[Start]

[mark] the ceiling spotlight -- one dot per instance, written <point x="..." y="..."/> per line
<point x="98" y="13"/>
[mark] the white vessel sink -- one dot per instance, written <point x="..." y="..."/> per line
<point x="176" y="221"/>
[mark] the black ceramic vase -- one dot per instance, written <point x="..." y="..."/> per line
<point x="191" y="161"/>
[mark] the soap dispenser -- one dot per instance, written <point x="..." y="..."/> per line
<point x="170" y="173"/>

[End]

Copy each of the records above word for word, keeping every line in its original order.

[mark] the ceiling spotlight -- one dot per instance, written <point x="..." y="..."/> per line
<point x="98" y="13"/>
[mark] the white vessel sink -- one dot per instance, written <point x="..." y="..."/> per line
<point x="176" y="221"/>
[mark] the black ceramic vase -- one dot per instance, written <point x="..." y="..."/> per line
<point x="191" y="161"/>
[mark] the soap dispenser -- one dot per instance, written <point x="..." y="..."/> per line
<point x="170" y="173"/>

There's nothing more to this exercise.